Requisitos das tarefas:
A. No texto sobre a história das bebidas alcoólicas, de que era feito o pulque?
B. Repita o trecho do texto sobre a história das bebidas alcoólicas que começa em "Como as leveduras" e segue até "banana e palmeira.".

Texto para leitura:
┌──

A evidência mais antiga conhecida de bebida alcoólica remonta a 7 mil a.C., na China, onde resíduos em vasos de barro revelaram que o povo fazia uma bebida alcoólica a partir de arroz fermentado, milho, uvas e mel. Em alguns milhares de anos, culturas em todo o mundo fermentavam suas próprias bebidas. Mesopotâmios e egípcios antigos faziam cerveja durante todo o ano a partir de grãos de cereais armazenados.
Essa cerveja estava disponível para todas as classes sociais, e os trabalhadores até tinham direito a uma caneca em sua alimentação diária. Eles também faziam vinho, mas, como o clima não era ideal para o cultivo de uvas, era uma iguaria rara e cara. Por outro lado, na Grécia e em Roma, onde as uvas cresciam com mais facilidade, o vinho estava tão prontamente disponível quanto a cerveja no Egito e na Mesopotâmia.
Como as leveduras fermentam basicamente quaisquer açúcares de plantas, os povos antigos produziam álcool de quaisquer culturas e plantas que cresciam onde eles viviam. Na América do Sul, o povo fazia chicha a partir de milho e outros cereais, adicionando, às vezes, ervas alucinógenas. Onde hoje se localiza o México, o pulque, feito de seiva de cacto, era a bebida preferida, enquanto os africanos do leste faziam cerveja de banana e palmeira.
Na área onde atualmente fica o Japão, o povo fazia saquê a partir do arroz. Quase todas as regiões do globo tinham suas próprias bebidas fermentadas. À medida que o consumo de álcool se tornava parte da vida cotidiana, algumas autoridades se agarravam aos efeitos que consideravam positivos. Os médicos gregos consideravam o vinho bom para a saúde, e os poetas atestavam suas qualidades criativas.

└──

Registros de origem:
┌──

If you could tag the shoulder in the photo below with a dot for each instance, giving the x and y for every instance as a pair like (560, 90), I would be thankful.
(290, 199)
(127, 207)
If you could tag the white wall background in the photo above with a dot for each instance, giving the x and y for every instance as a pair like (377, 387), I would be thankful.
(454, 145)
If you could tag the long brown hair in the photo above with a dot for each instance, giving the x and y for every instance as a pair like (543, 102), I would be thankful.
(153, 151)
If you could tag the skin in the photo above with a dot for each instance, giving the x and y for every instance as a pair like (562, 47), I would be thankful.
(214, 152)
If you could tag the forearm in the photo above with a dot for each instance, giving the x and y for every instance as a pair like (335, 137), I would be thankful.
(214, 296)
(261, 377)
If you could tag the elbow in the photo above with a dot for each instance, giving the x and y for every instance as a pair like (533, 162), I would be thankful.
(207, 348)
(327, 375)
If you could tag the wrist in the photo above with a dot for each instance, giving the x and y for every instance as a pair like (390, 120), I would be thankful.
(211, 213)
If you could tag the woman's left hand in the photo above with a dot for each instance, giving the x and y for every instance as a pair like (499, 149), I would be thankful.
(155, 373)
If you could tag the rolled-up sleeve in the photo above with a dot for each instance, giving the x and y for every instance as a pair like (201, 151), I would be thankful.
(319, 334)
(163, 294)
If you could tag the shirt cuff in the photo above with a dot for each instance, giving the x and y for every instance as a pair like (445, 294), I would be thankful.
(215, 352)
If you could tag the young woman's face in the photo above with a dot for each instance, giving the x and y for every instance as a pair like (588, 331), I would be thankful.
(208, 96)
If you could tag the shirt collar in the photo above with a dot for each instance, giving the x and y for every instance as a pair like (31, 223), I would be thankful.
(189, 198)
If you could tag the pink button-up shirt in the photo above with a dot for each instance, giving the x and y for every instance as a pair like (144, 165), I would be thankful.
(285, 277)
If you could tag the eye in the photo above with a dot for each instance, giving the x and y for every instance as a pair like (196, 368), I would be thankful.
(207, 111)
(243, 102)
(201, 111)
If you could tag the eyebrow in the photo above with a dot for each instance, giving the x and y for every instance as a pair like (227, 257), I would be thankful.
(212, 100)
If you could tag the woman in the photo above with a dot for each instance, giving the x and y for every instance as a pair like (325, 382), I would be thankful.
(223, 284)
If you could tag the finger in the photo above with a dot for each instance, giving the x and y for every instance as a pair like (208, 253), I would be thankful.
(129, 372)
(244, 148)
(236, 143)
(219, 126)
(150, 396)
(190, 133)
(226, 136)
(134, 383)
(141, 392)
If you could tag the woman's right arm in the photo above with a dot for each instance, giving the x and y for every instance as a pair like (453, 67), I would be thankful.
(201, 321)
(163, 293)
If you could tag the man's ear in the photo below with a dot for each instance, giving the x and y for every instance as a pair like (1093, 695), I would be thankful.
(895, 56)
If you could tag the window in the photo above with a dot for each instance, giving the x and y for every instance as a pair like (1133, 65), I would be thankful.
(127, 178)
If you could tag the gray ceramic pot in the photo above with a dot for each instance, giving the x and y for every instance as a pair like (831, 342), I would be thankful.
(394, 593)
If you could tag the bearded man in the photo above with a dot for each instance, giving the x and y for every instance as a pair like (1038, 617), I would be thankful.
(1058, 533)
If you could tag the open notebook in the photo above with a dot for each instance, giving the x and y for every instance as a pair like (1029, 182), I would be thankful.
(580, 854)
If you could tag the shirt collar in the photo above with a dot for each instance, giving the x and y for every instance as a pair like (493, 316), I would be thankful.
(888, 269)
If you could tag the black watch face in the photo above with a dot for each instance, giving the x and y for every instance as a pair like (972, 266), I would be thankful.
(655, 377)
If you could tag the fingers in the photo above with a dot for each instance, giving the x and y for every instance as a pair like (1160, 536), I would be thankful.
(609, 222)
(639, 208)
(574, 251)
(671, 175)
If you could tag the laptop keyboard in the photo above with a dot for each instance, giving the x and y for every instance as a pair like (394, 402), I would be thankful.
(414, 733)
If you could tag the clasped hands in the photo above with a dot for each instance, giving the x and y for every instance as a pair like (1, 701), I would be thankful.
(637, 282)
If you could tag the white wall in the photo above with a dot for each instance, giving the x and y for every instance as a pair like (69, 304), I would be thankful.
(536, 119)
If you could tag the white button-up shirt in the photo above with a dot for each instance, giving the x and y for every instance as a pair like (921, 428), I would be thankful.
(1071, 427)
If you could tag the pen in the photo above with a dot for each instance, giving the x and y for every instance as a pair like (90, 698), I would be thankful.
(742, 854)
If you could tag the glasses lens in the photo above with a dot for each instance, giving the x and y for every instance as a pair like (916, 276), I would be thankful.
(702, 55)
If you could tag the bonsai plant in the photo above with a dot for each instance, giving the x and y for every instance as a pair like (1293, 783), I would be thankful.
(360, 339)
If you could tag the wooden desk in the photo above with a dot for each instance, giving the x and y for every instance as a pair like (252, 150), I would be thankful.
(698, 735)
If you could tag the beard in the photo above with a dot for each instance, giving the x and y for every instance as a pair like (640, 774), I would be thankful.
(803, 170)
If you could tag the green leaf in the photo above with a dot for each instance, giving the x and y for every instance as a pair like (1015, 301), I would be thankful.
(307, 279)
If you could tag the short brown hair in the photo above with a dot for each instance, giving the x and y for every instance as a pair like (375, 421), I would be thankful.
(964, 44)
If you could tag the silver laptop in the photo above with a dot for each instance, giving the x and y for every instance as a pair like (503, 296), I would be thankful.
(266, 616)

└──

Lista de respostas:
A. De seiva de cacto.

B.
Como as leveduras fermentam basicamente quaisquer açúcares de plantas, os povos antigos produziam álcool de quaisquer culturas e plantas que cresciam onde eles viviam. Na América do Sul, o povo fazia chicha a partir de milho e outros cereais, adicionando, às vezes, ervas alucinógenas. Onde hoje se localiza o México, o pulque, feito de seiva de cacto, era a bebida preferida, enquanto os africanos do leste faziam cerveja de banana e palmeira.